*** ENTRIES SUPPLIED Section Begins ***
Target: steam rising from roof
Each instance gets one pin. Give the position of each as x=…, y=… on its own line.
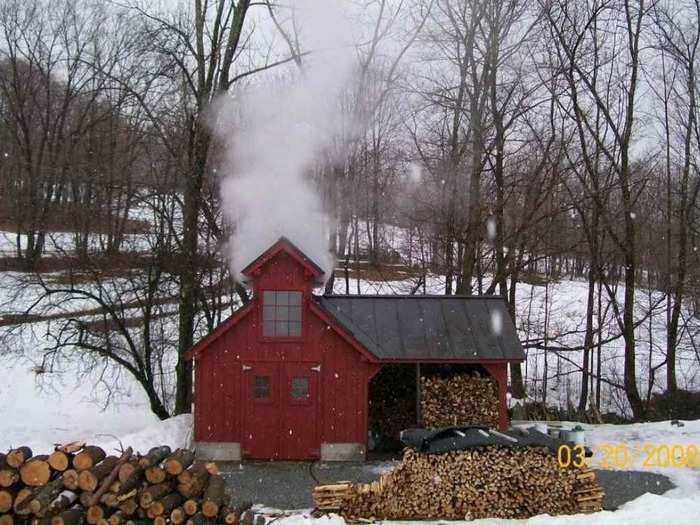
x=275, y=135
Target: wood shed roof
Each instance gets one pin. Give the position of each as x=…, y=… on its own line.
x=428, y=328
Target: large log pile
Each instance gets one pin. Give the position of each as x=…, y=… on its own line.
x=498, y=482
x=78, y=484
x=459, y=400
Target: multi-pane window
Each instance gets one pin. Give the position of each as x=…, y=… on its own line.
x=281, y=314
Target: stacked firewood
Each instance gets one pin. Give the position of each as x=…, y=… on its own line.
x=498, y=482
x=78, y=484
x=460, y=400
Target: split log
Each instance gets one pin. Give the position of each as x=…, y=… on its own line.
x=35, y=471
x=178, y=461
x=199, y=519
x=127, y=469
x=165, y=504
x=69, y=517
x=8, y=476
x=70, y=479
x=72, y=447
x=213, y=496
x=460, y=400
x=193, y=481
x=88, y=458
x=94, y=514
x=60, y=460
x=231, y=515
x=178, y=516
x=89, y=479
x=134, y=481
x=44, y=496
x=62, y=502
x=191, y=507
x=116, y=518
x=152, y=493
x=155, y=456
x=17, y=456
x=110, y=499
x=129, y=507
x=7, y=498
x=22, y=499
x=155, y=475
x=85, y=498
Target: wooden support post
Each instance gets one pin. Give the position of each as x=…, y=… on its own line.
x=419, y=395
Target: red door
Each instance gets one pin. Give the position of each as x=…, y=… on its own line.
x=261, y=402
x=299, y=400
x=281, y=409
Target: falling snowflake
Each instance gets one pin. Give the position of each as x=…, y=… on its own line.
x=496, y=322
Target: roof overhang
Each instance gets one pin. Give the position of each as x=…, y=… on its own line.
x=286, y=246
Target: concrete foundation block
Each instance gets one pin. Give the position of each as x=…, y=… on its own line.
x=343, y=452
x=212, y=451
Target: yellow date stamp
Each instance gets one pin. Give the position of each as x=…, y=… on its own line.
x=621, y=456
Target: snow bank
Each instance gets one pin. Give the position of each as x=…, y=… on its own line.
x=175, y=432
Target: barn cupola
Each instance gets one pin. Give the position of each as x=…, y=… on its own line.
x=282, y=279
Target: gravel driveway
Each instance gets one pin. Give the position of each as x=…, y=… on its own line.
x=288, y=485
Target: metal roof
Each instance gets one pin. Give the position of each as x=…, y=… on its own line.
x=428, y=327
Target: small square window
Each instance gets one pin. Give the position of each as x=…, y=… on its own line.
x=300, y=388
x=262, y=387
x=281, y=328
x=268, y=328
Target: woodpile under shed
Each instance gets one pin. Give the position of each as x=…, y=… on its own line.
x=78, y=484
x=498, y=482
x=463, y=399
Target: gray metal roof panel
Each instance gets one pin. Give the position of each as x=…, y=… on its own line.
x=420, y=327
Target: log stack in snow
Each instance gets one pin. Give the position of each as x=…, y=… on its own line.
x=497, y=482
x=78, y=484
x=460, y=400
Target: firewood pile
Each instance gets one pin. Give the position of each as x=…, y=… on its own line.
x=78, y=484
x=498, y=482
x=460, y=400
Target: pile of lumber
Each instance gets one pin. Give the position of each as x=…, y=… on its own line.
x=78, y=484
x=497, y=482
x=463, y=399
x=392, y=402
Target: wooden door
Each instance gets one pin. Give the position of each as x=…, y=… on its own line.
x=261, y=398
x=299, y=403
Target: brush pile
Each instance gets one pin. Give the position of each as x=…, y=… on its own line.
x=78, y=484
x=497, y=482
x=460, y=400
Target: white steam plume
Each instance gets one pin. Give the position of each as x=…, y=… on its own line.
x=273, y=136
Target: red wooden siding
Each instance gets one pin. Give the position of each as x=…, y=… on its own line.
x=225, y=410
x=336, y=369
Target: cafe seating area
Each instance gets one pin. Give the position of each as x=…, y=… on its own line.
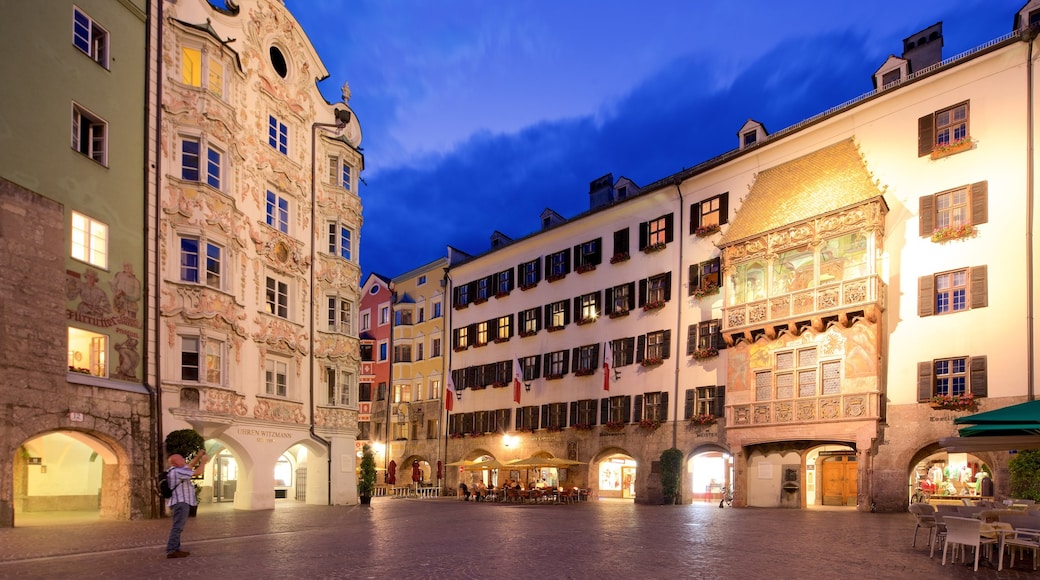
x=987, y=532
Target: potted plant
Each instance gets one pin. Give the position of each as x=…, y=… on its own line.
x=185, y=443
x=366, y=475
x=671, y=468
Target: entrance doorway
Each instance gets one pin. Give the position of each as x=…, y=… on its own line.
x=838, y=472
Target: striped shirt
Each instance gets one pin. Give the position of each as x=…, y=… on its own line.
x=180, y=482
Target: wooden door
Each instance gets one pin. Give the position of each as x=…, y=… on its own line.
x=839, y=475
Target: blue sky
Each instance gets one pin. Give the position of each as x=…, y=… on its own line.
x=477, y=114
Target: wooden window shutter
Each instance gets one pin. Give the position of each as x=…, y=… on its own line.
x=687, y=405
x=977, y=280
x=925, y=383
x=926, y=134
x=926, y=216
x=926, y=295
x=978, y=376
x=980, y=192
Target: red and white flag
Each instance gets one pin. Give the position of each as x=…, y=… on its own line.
x=517, y=379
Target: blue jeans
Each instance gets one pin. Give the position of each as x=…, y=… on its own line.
x=180, y=515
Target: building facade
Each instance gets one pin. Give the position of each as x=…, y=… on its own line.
x=76, y=429
x=258, y=223
x=803, y=316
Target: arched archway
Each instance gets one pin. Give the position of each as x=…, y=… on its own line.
x=82, y=475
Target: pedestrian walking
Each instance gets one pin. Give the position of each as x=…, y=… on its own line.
x=179, y=475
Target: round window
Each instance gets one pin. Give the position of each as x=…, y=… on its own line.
x=278, y=61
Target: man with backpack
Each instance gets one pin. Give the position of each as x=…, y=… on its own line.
x=182, y=498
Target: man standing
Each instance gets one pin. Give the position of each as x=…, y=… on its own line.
x=179, y=475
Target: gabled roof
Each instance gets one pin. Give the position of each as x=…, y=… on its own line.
x=830, y=179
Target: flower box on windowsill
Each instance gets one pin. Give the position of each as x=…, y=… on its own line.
x=952, y=149
x=704, y=353
x=949, y=233
x=709, y=290
x=705, y=231
x=652, y=306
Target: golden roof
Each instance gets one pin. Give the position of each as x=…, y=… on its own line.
x=823, y=181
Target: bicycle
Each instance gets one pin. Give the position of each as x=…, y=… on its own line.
x=727, y=497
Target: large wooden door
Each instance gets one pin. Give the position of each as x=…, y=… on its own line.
x=839, y=480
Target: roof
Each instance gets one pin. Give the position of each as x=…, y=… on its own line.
x=826, y=180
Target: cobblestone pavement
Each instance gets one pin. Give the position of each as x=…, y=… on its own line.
x=448, y=538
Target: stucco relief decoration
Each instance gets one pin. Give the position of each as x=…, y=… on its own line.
x=335, y=418
x=281, y=412
x=227, y=402
x=279, y=335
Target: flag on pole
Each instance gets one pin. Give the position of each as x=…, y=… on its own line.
x=449, y=395
x=517, y=378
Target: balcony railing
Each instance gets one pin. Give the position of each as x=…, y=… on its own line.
x=819, y=302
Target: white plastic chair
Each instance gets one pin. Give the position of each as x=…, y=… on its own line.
x=964, y=532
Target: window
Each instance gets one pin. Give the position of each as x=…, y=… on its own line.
x=556, y=363
x=587, y=359
x=588, y=255
x=556, y=315
x=587, y=307
x=339, y=173
x=708, y=214
x=339, y=315
x=529, y=273
x=704, y=278
x=202, y=360
x=529, y=320
x=89, y=134
x=89, y=240
x=196, y=66
x=705, y=400
x=87, y=352
x=277, y=377
x=504, y=327
x=89, y=37
x=621, y=242
x=655, y=233
x=339, y=240
x=953, y=291
x=278, y=135
x=197, y=252
x=703, y=336
x=278, y=212
x=192, y=150
x=654, y=406
x=557, y=265
x=942, y=128
x=277, y=297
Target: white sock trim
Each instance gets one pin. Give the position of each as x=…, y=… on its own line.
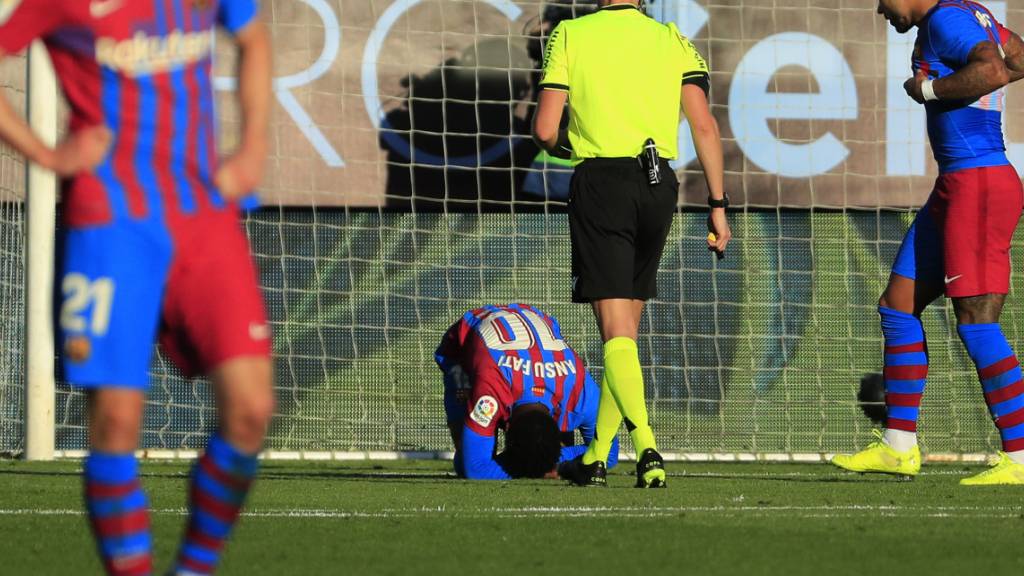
x=900, y=441
x=1017, y=456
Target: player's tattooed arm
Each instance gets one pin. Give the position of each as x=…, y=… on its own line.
x=1014, y=58
x=80, y=152
x=547, y=119
x=985, y=72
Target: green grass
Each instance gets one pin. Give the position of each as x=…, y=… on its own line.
x=412, y=518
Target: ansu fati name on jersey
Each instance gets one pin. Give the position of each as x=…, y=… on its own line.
x=143, y=54
x=538, y=369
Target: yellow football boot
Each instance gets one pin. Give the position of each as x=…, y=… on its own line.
x=1005, y=471
x=880, y=457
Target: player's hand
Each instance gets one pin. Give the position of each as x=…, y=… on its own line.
x=80, y=152
x=912, y=86
x=720, y=234
x=241, y=173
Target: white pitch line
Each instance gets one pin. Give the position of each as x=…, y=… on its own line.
x=824, y=511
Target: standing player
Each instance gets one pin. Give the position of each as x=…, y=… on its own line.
x=625, y=77
x=960, y=242
x=152, y=242
x=508, y=367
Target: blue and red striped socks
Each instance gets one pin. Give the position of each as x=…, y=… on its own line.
x=1000, y=379
x=905, y=373
x=118, y=513
x=219, y=485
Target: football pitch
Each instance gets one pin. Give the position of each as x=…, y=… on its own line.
x=414, y=518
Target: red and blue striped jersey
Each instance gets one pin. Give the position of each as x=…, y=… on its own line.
x=964, y=134
x=515, y=355
x=143, y=69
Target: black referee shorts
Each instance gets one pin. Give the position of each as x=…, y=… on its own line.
x=619, y=224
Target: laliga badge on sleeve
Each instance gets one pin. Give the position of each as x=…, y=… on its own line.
x=484, y=411
x=6, y=9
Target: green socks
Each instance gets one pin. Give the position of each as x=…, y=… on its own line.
x=624, y=379
x=608, y=420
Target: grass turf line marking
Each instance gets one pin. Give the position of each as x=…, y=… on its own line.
x=821, y=511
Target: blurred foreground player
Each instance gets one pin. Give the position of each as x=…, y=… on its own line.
x=508, y=368
x=153, y=244
x=960, y=242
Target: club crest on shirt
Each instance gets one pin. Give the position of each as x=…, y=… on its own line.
x=484, y=411
x=78, y=348
x=6, y=9
x=983, y=18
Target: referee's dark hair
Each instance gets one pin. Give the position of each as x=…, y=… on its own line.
x=532, y=444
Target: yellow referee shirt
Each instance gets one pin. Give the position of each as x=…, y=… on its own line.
x=623, y=72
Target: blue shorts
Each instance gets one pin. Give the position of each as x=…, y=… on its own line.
x=110, y=287
x=457, y=391
x=193, y=285
x=920, y=255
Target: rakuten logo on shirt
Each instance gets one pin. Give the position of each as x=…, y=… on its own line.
x=143, y=54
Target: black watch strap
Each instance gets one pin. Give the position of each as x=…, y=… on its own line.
x=724, y=203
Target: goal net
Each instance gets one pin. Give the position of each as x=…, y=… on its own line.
x=403, y=189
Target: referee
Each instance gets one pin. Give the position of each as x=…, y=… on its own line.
x=625, y=77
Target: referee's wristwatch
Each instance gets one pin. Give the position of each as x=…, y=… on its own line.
x=724, y=203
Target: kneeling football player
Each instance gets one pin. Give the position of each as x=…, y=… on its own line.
x=508, y=368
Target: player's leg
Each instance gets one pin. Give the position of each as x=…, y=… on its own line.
x=999, y=373
x=614, y=319
x=117, y=505
x=987, y=206
x=915, y=282
x=602, y=229
x=215, y=323
x=111, y=283
x=905, y=356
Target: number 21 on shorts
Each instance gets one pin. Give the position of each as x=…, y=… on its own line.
x=87, y=304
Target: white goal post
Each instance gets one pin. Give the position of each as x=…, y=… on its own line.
x=40, y=398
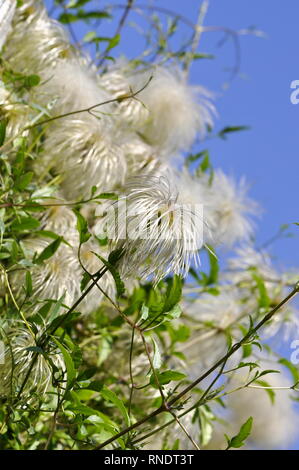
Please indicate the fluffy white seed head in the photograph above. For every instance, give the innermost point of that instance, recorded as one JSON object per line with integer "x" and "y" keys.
{"x": 158, "y": 232}
{"x": 230, "y": 206}
{"x": 178, "y": 112}
{"x": 15, "y": 359}
{"x": 84, "y": 152}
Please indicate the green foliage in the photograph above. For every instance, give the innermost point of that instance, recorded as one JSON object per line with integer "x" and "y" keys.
{"x": 239, "y": 440}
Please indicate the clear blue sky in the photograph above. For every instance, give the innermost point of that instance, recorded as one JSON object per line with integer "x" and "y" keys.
{"x": 258, "y": 97}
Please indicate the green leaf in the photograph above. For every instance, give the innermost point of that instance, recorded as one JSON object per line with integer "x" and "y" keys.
{"x": 3, "y": 124}
{"x": 238, "y": 440}
{"x": 157, "y": 360}
{"x": 109, "y": 395}
{"x": 144, "y": 312}
{"x": 70, "y": 367}
{"x": 270, "y": 392}
{"x": 82, "y": 227}
{"x": 197, "y": 156}
{"x": 25, "y": 223}
{"x": 113, "y": 42}
{"x": 31, "y": 81}
{"x": 49, "y": 250}
{"x": 23, "y": 181}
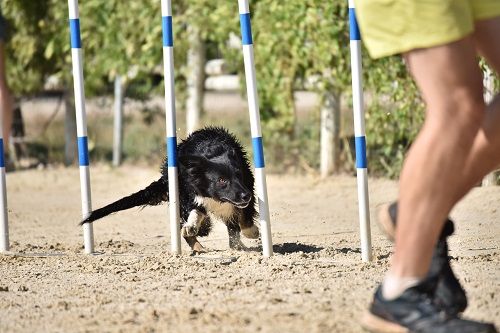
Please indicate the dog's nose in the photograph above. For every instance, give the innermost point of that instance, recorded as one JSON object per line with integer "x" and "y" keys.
{"x": 245, "y": 197}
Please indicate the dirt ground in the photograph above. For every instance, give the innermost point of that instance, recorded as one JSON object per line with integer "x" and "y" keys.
{"x": 315, "y": 282}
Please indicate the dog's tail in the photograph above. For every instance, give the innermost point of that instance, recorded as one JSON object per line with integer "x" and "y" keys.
{"x": 154, "y": 194}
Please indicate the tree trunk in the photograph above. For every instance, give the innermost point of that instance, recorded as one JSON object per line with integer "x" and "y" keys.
{"x": 330, "y": 134}
{"x": 195, "y": 80}
{"x": 70, "y": 147}
{"x": 118, "y": 122}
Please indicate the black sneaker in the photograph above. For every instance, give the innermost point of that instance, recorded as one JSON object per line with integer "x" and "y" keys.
{"x": 414, "y": 311}
{"x": 448, "y": 293}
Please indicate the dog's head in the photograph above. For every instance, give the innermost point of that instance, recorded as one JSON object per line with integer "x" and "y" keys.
{"x": 218, "y": 179}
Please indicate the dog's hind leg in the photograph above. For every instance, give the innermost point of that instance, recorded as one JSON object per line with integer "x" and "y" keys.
{"x": 195, "y": 246}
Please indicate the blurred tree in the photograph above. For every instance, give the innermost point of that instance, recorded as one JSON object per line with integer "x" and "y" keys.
{"x": 296, "y": 42}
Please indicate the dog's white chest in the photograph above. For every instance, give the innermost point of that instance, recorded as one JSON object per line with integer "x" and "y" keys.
{"x": 221, "y": 211}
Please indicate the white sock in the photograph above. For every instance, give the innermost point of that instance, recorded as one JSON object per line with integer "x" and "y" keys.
{"x": 393, "y": 286}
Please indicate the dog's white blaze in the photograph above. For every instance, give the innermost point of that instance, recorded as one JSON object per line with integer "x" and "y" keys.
{"x": 194, "y": 219}
{"x": 221, "y": 211}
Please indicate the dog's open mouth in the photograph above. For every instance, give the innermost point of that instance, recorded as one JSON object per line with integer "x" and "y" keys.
{"x": 241, "y": 204}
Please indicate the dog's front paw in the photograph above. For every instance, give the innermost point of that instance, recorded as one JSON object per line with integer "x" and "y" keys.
{"x": 251, "y": 232}
{"x": 189, "y": 231}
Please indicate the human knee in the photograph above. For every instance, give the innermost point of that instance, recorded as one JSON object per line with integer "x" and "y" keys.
{"x": 463, "y": 110}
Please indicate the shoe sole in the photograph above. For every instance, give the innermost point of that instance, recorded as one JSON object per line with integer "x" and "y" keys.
{"x": 376, "y": 324}
{"x": 385, "y": 221}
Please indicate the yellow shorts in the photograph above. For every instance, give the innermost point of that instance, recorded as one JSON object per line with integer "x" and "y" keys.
{"x": 395, "y": 26}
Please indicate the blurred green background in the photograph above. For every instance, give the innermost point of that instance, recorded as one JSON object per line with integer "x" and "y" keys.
{"x": 299, "y": 46}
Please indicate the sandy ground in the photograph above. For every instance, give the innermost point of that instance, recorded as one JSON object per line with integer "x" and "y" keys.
{"x": 315, "y": 282}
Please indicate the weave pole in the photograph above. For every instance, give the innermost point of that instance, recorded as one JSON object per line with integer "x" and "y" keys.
{"x": 253, "y": 108}
{"x": 81, "y": 122}
{"x": 359, "y": 134}
{"x": 171, "y": 140}
{"x": 4, "y": 221}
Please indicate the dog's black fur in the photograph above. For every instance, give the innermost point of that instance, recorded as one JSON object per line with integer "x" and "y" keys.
{"x": 215, "y": 183}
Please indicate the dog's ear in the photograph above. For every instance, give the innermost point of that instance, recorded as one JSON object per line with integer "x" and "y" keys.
{"x": 193, "y": 161}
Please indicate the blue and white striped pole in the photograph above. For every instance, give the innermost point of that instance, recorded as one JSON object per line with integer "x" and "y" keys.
{"x": 253, "y": 108}
{"x": 171, "y": 140}
{"x": 81, "y": 122}
{"x": 4, "y": 221}
{"x": 359, "y": 133}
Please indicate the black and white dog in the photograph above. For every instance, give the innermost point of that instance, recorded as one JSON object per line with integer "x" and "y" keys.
{"x": 215, "y": 184}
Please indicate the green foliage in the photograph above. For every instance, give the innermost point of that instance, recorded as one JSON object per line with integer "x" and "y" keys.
{"x": 298, "y": 44}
*** ENTRIES SUPPLIED Section Ends ***
» TASK
Keep the pictures out and repeat exactly the lines from the beginning of the data through the line that contains "Target: large log pile", both ends included.

» RESPONSE AREA
Target: steam rising from roof
Each instance gets one pin. Give the position of each as x=…, y=… on its own line.
x=275, y=135
Target: wood shed roof
Each instance gets one pin. Give the position of each as x=…, y=… on its own line.
x=428, y=328
Target: large log pile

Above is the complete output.